╭──

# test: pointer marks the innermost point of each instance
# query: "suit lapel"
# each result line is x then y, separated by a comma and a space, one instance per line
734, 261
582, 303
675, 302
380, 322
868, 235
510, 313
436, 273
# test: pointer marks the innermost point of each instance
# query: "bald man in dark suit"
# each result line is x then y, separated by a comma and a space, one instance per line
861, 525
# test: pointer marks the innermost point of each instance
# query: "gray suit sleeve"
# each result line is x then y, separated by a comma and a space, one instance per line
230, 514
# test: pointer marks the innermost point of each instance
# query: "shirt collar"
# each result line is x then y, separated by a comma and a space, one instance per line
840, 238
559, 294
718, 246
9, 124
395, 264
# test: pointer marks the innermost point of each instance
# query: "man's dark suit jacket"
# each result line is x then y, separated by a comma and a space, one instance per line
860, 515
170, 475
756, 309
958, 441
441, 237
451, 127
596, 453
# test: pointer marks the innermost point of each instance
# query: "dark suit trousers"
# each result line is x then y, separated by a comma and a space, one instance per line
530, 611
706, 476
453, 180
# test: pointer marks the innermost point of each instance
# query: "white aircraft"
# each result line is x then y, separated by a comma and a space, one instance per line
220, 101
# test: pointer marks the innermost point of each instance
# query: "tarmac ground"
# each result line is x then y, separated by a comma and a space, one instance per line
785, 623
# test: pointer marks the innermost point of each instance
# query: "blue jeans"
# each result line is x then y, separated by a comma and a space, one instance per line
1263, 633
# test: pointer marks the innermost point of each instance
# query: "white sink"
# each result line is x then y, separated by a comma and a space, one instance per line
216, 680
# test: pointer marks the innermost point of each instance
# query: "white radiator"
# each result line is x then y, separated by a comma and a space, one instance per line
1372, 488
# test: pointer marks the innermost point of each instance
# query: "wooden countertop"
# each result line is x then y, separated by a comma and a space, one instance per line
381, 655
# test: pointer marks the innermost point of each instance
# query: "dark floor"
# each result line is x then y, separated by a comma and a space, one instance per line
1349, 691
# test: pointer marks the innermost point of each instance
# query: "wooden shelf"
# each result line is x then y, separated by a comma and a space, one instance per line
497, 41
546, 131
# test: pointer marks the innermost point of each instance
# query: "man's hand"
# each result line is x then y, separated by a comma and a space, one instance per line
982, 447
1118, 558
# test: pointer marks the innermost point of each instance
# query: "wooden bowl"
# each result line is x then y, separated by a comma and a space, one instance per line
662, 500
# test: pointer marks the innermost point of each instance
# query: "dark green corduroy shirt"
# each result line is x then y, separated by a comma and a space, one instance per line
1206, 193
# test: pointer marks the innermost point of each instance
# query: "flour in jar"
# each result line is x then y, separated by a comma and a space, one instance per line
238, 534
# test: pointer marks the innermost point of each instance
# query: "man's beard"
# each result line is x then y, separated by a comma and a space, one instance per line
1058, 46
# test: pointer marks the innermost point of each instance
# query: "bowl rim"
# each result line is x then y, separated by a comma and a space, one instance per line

╰──

Which lines in the material above contain the word "white", where case counts? List each of those lines.

### WRITTEN REPLY
# query: "white aircraft"
# query: "white sink"
# query: "white radiator"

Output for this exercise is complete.